• _Goal of the exercise_: The pictures stay out. Please retype every line below exactly.

[Image-grounded pointing data]
******

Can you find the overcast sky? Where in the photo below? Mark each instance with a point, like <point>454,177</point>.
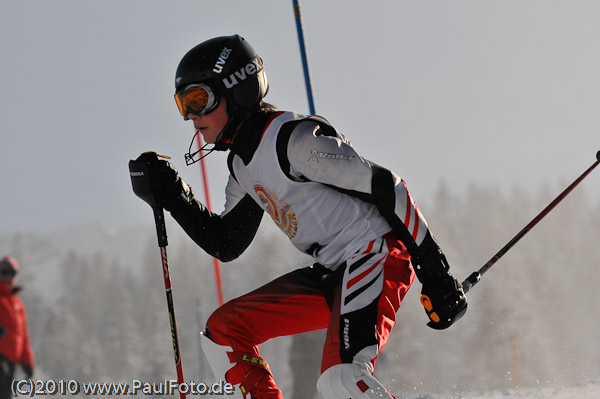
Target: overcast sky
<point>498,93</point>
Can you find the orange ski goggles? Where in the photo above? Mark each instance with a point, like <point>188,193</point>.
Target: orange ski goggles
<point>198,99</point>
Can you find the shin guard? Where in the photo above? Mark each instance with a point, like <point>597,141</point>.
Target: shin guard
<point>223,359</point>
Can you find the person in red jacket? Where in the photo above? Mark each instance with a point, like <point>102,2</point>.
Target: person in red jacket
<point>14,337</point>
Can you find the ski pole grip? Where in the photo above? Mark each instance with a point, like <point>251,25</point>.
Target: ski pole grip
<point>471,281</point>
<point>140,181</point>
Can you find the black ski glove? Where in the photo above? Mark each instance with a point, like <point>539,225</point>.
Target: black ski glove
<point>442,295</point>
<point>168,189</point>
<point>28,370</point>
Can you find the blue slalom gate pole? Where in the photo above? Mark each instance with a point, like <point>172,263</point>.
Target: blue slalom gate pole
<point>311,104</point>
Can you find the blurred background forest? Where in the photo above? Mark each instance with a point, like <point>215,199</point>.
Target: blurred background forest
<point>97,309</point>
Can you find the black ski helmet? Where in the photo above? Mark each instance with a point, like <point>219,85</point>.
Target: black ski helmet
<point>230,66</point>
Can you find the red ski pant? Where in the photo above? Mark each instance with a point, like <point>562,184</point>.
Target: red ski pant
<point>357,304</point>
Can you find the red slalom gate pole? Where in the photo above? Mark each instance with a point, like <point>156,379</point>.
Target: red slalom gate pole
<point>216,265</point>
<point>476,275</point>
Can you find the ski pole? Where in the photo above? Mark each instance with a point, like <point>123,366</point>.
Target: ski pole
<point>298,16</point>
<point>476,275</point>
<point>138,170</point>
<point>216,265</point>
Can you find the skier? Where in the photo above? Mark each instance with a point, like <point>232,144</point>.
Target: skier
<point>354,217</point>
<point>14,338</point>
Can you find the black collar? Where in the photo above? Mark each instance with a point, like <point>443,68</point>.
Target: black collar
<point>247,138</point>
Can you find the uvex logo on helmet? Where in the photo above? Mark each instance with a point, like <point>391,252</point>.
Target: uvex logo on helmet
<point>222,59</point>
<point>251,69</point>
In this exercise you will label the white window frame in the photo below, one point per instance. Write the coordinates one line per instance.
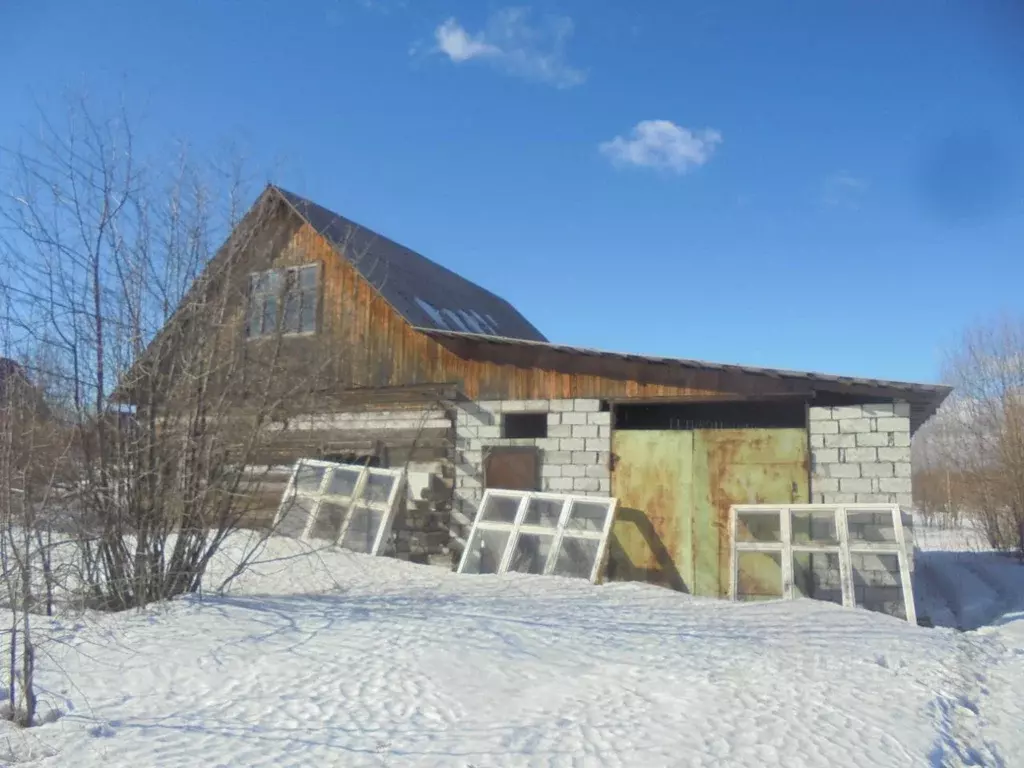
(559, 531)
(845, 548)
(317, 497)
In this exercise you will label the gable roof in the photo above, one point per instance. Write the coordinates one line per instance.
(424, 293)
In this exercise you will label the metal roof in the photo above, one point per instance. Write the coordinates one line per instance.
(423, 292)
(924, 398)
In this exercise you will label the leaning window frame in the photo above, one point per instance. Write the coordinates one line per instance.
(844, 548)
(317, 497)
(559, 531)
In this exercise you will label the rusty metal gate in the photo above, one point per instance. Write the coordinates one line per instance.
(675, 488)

******

• _Exercise response_:
Can you find the overcast sky? Where in the photo below? Mark each instance with a point, like <point>454,177</point>.
Target: overcast sky
<point>498,93</point>
Can you find the orange ski goggles? Where in the photo above? Mark each instance with a point, like <point>188,193</point>.
Target: orange ski goggles
<point>198,99</point>
Can you find the shin guard? Where in the photo above? Mark each instance with a point, like <point>597,141</point>.
Target: shin guard
<point>223,359</point>
Can you find the person in red jacket? Where in the photo above? Mark each instance with a point, like <point>102,2</point>.
Target: person in red jacket
<point>14,337</point>
Can you find the ski pole grip? Where in the photo above? Mark each instance with a point, like <point>251,25</point>.
Target: ski pole grip
<point>471,281</point>
<point>140,181</point>
Can you find the black ski glove? Where in the photo above? Mark each instance with a point, like <point>539,225</point>.
Target: black ski glove
<point>442,295</point>
<point>168,189</point>
<point>28,370</point>
Can you find the blue slalom gate pole? Where in the photo above? Mark each instance with a point, like <point>172,263</point>.
Target: blue slalom gate pole
<point>311,104</point>
Can you find the blurred background forest? Where in the photo above? Mark each instance with a point, like <point>215,199</point>.
Target: blurred background forest
<point>97,309</point>
Can you find the black ski helmet? Where in the photo above? Mark each instance with a point, like <point>219,85</point>.
Target: black ski helmet
<point>230,66</point>
Can you find the red ski pant? Where in the photo above? Mark each instance with a point, like <point>562,184</point>.
Target: red ski pant
<point>357,304</point>
Can you find the red slalom gate pole? Where in the photo above? Mark each instance with a point, like <point>156,379</point>.
Target: red slalom gate pole
<point>216,265</point>
<point>476,275</point>
Can you find the ski pole? Where in the photo above? Mark each instance with a point, like <point>123,366</point>.
Target: ski pole
<point>298,16</point>
<point>476,275</point>
<point>138,170</point>
<point>216,265</point>
Can you find the skier? Where in the photo above? Mark each instance with a point, like <point>232,144</point>.
Target: skier
<point>354,217</point>
<point>14,338</point>
Can you find the black collar? Where in the photo above? Mark each instance with a point, like <point>443,68</point>.
Target: black collar
<point>247,138</point>
Can you find the uvex logo on helmet? Where in the photo above? Mark each instance with a point, like <point>391,252</point>.
Target: uvex logo on helmet
<point>222,59</point>
<point>251,69</point>
In this exercise you will label the white window frame in the photo below, one point per instance. Write the coordinates one line per instance.
(559, 531)
(845, 548)
(317, 497)
In this exercise you will label the gable roof in the photo above, one point per instance. Write the coordinates one line per instance.
(424, 293)
In this exercise you will label the metal roof in the photo above, one point per instance. Write the coordinates one line per instance.
(423, 292)
(924, 398)
In this exercise you will label the leaning window frame in the photo above, one point per instance. Write the coordinates one line per instance.
(844, 548)
(317, 497)
(559, 531)
In this exercise you will label the rusty metal gate in the photo above, one point per instance. Write the coordinates one line per instance.
(675, 488)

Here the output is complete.